Study text =>
---------------

So how do we help our child be a good friend when friendships at this age are so fluid? I mean friendships (especially among kiddos) ebb and flow all the time. It isn't necessarily intentional, but it does happens. As extra-curriculars pull us all different directions, scheduling conflicts abound, new jobs are taken or refused, friends just move on or slowly grow a part. We naturally feel closest to those we see the most, so as our child's passions, personalities, and our family circumstances as a whole change our child's friendships will evolve as well. So instead of putting the emphasis on the number of friends your little has, focus instead on the kind of friend they're becoming. The rest will then begin to fall into place.
Respectfully Say "NO" To Drama:
Drama happens and we've all been caught up in it before. When emotions get high it is easy to be sucked deep into these dramatic falling outs. After all there is a huge adrenaline rush that comes from being central to these soap opera-esque moments. But these webs of high emotions come with a very low return and more heartache than it's worth. Consistently engaging with people who are gossipy, crave chaos, and wish to stir the pot will leave our children (and us) exhausted long before high school is over. So when it comes to being a good friend teach them to say no to drama from an early age. Initially we do this by helping them understand and interpret their own emotions about an event. Even younger elementary aged children frequently have friendship disputes and will come home distraught because little Jimmy didn't sit with them today. Helping them work through and then move past these slights is the first step towards a drama free household. As they become better equipped to recognize and care for their own emotions, your child will start to be able to recognize and do the same with the emotions of those around them. This empathetic understanding will help them understand the why behind only sharing the details of a conflict or falling out solely with the core players. Not everyone needs to be involved. Teach them not to forward or share embarrassing stories or images. Raise a child who doesn't respond to baiting messages or comments. Raise someone strong enough to resist zinging back hateful comments and who can empathize with others enough to know when drama has gone on too far. The best kind of friends are always respectful and consistently empathetic. They don't play around with drama and other's emotions. So say no to drama by making respect and emotional maturity the standard of behavior in all relationships. These priceless values truly do start with us in our homes.

---------------

Image-grounded pointing data
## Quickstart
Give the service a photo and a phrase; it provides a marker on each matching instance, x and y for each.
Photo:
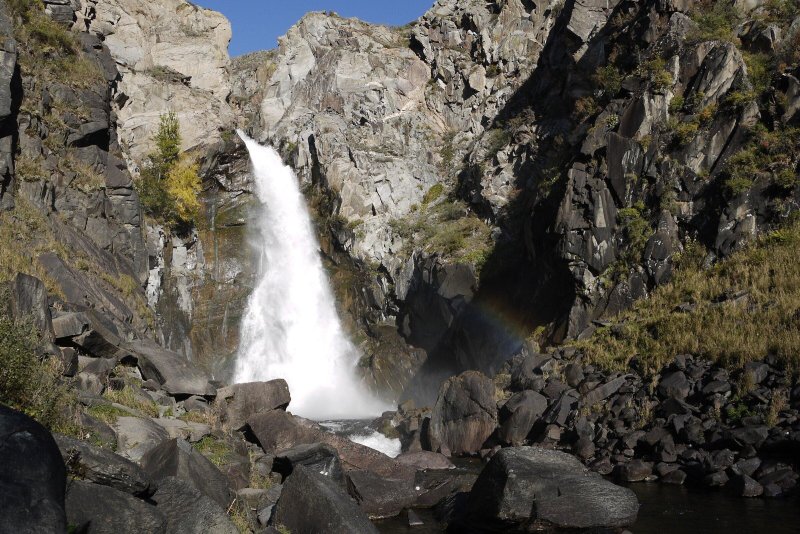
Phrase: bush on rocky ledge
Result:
(169, 184)
(28, 383)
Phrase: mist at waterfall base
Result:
(290, 329)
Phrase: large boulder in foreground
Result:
(530, 489)
(175, 457)
(137, 435)
(104, 467)
(314, 503)
(241, 401)
(177, 375)
(188, 511)
(32, 477)
(465, 414)
(104, 510)
(278, 431)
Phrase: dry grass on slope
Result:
(742, 309)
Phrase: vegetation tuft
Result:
(169, 185)
(742, 309)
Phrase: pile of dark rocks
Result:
(693, 422)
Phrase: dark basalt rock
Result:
(95, 509)
(32, 477)
(531, 488)
(425, 460)
(177, 458)
(313, 503)
(465, 414)
(29, 301)
(519, 414)
(242, 401)
(319, 457)
(380, 497)
(188, 511)
(103, 467)
(176, 374)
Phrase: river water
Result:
(673, 510)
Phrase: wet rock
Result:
(136, 436)
(32, 476)
(634, 471)
(425, 460)
(674, 385)
(676, 477)
(175, 373)
(310, 502)
(242, 401)
(525, 486)
(414, 520)
(103, 467)
(177, 458)
(319, 457)
(744, 486)
(277, 430)
(465, 414)
(105, 510)
(519, 414)
(380, 497)
(29, 301)
(189, 511)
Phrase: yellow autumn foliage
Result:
(183, 187)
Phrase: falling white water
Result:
(291, 329)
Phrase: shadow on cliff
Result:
(526, 288)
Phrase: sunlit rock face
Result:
(172, 56)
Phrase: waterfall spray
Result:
(290, 329)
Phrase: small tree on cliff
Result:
(169, 185)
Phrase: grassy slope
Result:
(741, 309)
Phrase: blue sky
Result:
(257, 24)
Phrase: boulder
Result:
(313, 503)
(530, 489)
(319, 457)
(32, 476)
(177, 375)
(278, 431)
(380, 497)
(423, 460)
(188, 430)
(103, 467)
(519, 414)
(29, 301)
(465, 414)
(97, 509)
(242, 401)
(674, 385)
(189, 511)
(176, 458)
(136, 436)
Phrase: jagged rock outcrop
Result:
(592, 140)
(172, 56)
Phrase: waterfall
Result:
(291, 329)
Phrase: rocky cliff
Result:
(503, 171)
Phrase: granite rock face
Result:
(172, 56)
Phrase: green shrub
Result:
(716, 21)
(29, 384)
(608, 79)
(496, 140)
(433, 194)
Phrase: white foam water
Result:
(290, 329)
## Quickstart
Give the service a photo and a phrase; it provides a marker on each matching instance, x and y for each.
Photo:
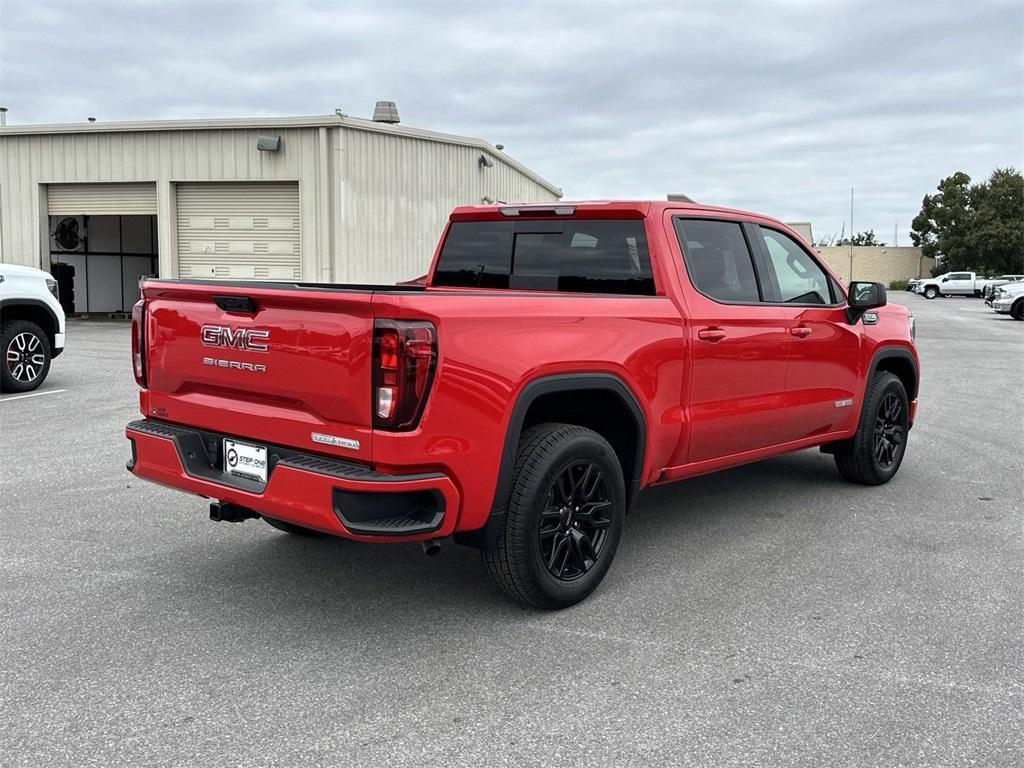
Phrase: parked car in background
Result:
(951, 284)
(32, 327)
(556, 359)
(994, 283)
(1009, 299)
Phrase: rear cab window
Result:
(607, 256)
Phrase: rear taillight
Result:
(138, 341)
(404, 356)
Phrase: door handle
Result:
(714, 335)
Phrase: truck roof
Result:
(597, 209)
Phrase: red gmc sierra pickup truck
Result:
(556, 359)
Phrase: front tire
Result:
(565, 515)
(26, 356)
(877, 451)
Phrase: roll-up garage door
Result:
(101, 200)
(243, 230)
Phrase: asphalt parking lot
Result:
(767, 615)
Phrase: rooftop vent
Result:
(386, 112)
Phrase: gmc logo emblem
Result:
(250, 339)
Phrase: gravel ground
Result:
(766, 615)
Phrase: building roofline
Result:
(314, 121)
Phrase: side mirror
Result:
(863, 296)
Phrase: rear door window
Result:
(574, 255)
(718, 259)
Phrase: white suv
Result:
(32, 327)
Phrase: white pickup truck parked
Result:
(951, 284)
(32, 327)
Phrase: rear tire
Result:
(565, 515)
(290, 527)
(877, 451)
(27, 355)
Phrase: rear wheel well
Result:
(33, 313)
(600, 410)
(903, 370)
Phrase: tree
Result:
(997, 235)
(977, 227)
(861, 239)
(940, 229)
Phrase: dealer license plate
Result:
(245, 460)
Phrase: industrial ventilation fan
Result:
(67, 233)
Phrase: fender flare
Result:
(890, 352)
(486, 537)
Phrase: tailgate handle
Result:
(241, 304)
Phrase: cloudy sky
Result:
(777, 108)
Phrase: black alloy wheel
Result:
(875, 454)
(574, 522)
(563, 520)
(890, 433)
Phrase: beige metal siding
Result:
(395, 193)
(99, 200)
(373, 201)
(240, 230)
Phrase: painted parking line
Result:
(33, 394)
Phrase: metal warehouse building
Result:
(322, 199)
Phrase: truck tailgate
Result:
(287, 366)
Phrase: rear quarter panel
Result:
(492, 345)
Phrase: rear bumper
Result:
(336, 497)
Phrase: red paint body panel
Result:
(707, 402)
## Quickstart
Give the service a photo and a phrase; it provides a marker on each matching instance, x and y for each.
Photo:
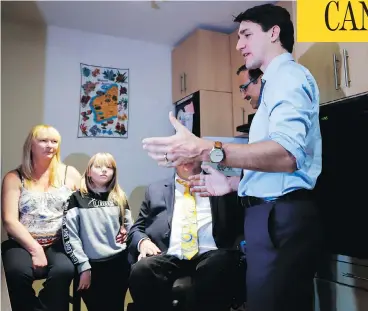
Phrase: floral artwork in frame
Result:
(104, 102)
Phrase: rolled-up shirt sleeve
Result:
(290, 108)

---------------

What to work on =>
(1) Does each statement agree with the text on children's friendships? Answer yes or no for each, and quote the deciding words. (a) Friendships among children change over time. (b) Parents should focus mainly on how many friends their child has. (c) Helping children get past slights is the first step toward a household without drama.
(2) Set down the passage from the text on children's friendships, starting with "So how do we" and going on through "fall into place.".

Results =>
(1)
(a) Yes: "friendships (especially among kiddos) ebb and flow all the time"
(b) No: "instead of putting the emphasis on the number of friends your little has, focus instead on the kind of friend they're becoming"
(c) Yes: "Helping them work through and then move past these slights is the first step towards a drama free household"

(2)
So how do we help our child be a good friend when friendships at this age are so fluid? I mean friendships (especially among kiddos) ebb and flow all the time. It isn't necessarily intentional, but it does happens. As extra-curriculars pull us all different directions, scheduling conflicts abound, new jobs are taken or refused, friends just move on or slowly grow a part. We naturally feel closest to those we see the most, so as our child's passions, personalities, and our family circumstances as a whole change our child's friendships will evolve as well. So instead of putting the emphasis on the number of friends your little has, focus instead on the kind of friend they're becoming. The rest will then begin to fall into place.